BEGIN TEXT
There are two additional setting in the delete_unreferenced_rows.cfg file that you can tune:
  • _MAX_NUM_ROWS_TO_DELETE=1000000: This setting controls the time the Datamart database tables are locked. It takes about 30 minutes for Db2 to delete 1 million rows. Check the timestamps in the latest /opt/ibm/dtl/datalayer/logs/partition-maintenance.sh-*.log file to determine when the deletes start and when they finish. If the nightly deletes are finishing up before your work day begins, you can increase this setting. A run time of 30-60 minutes is normal for large customers until the pruning stabilizes.
  • _SKIP_SMALL_TABLES=500000: This setting prevents the scanning for unreferenced rows in the D_xxxx tables from being run every night. After the unreferenced rows in the D_ tables have been cleaned up, you might not want to run the Datamart daily cron job to scan for new unreferenced rows until you have a large number of rows to delete again. When there are no more unreferenced rows to be deleted, the latest opt/ibm/dtl/datalayer/logs/partition-maintenance.sh-*.log file indicates a low number (less than 1 million) of rows have been deleted. At this point you can adjust the value of this config property to be 2 million higher than the number of rows in your largest D_table. Then the Datamart daily cron jobs skips the step to scan for unreferenced rows until there are at least 2 million new rows to be scanned.
END TEXT
BEGIN EXTRACTED INFORMATION
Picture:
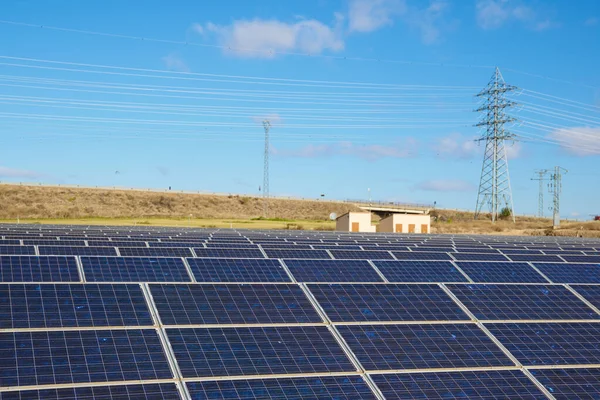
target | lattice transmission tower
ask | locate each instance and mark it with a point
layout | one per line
(267, 126)
(494, 185)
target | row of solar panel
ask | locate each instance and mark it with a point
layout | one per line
(33, 306)
(164, 269)
(98, 356)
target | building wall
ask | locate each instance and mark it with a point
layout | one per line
(389, 224)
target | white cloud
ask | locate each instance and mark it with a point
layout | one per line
(260, 38)
(579, 141)
(445, 185)
(493, 14)
(369, 152)
(6, 172)
(370, 15)
(175, 63)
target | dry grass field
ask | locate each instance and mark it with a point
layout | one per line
(67, 205)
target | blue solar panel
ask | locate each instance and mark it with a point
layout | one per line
(571, 383)
(155, 391)
(67, 305)
(255, 351)
(332, 271)
(381, 347)
(512, 302)
(361, 255)
(535, 258)
(317, 387)
(38, 269)
(501, 272)
(76, 251)
(57, 357)
(215, 252)
(479, 257)
(232, 304)
(582, 259)
(386, 302)
(411, 255)
(484, 385)
(420, 271)
(571, 273)
(550, 343)
(155, 252)
(292, 253)
(17, 250)
(237, 270)
(131, 269)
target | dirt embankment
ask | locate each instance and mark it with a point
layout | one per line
(36, 202)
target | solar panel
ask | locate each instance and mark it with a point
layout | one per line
(133, 269)
(232, 304)
(512, 302)
(582, 259)
(155, 391)
(571, 273)
(17, 250)
(458, 385)
(386, 302)
(69, 305)
(215, 252)
(381, 347)
(571, 383)
(303, 254)
(420, 271)
(257, 350)
(317, 387)
(535, 257)
(237, 270)
(509, 272)
(155, 252)
(58, 357)
(361, 255)
(479, 257)
(411, 255)
(556, 343)
(332, 271)
(38, 269)
(76, 251)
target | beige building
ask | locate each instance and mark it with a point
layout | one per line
(354, 222)
(405, 223)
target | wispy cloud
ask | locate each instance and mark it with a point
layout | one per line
(445, 185)
(6, 172)
(174, 62)
(493, 14)
(579, 141)
(370, 15)
(369, 152)
(260, 38)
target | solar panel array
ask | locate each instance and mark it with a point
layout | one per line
(165, 313)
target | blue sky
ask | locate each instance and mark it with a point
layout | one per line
(361, 94)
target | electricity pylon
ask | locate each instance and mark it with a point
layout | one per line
(494, 185)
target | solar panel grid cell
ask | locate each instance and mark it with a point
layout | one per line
(257, 350)
(385, 347)
(232, 304)
(72, 305)
(319, 387)
(58, 357)
(514, 302)
(369, 302)
(483, 385)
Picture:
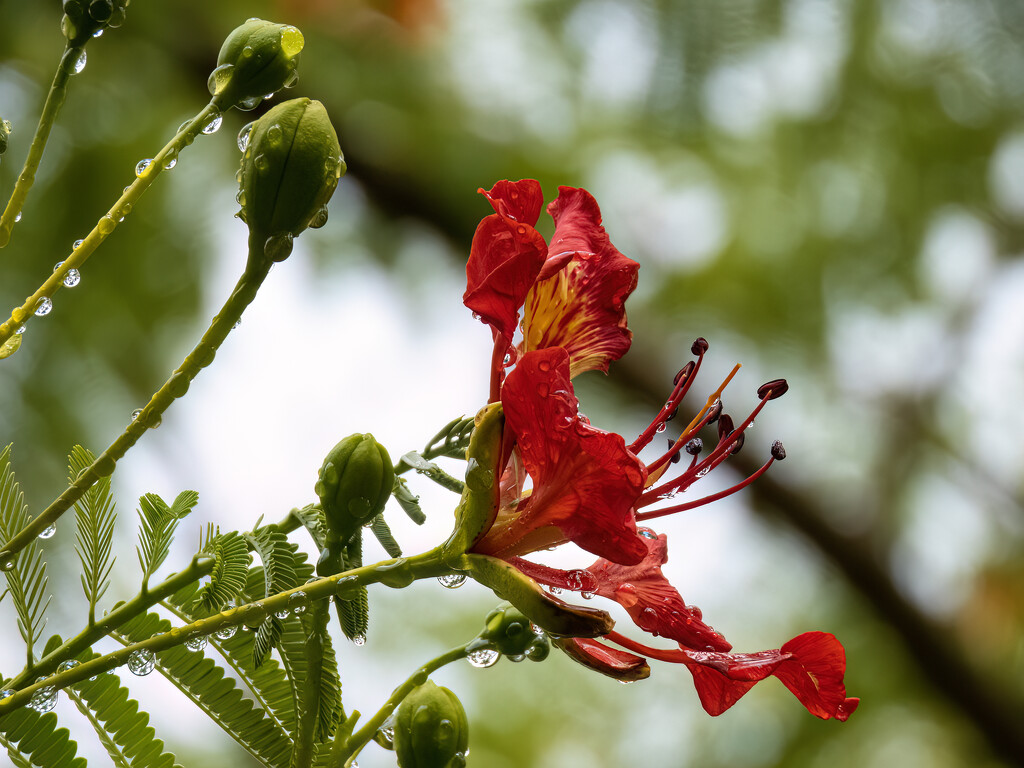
END EXTRACTED INFORMATION
REQUIRED WORK:
1. According to the Datamart settings text, roughly how long does it take Db2 to delete 1 million rows?
2. Reproduce the Datamart settings text starting with "There are two" and going on through "the pruning stabilizes.", switching "nightly" to "overnight".

WORKED SOLUTIONS:
1. About 30 minutes.

2.
There are two additional setting in the delete_unreferenced_rows.cfg file that you can tune:
  • _MAX_NUM_ROWS_TO_DELETE=1000000: This setting controls the time the Datamart database tables are locked. It takes about 30 minutes for Db2 to delete 1 million rows. Check the timestamps in the latest /opt/ibm/dtl/datalayer/logs/partition-maintenance.sh-*.log file to determine when the deletes start and when they finish. If the overnight deletes are finishing up before your work day begins, you can increase this setting. A run time of 30-60 minutes is normal for large customers until the pruning stabilizes.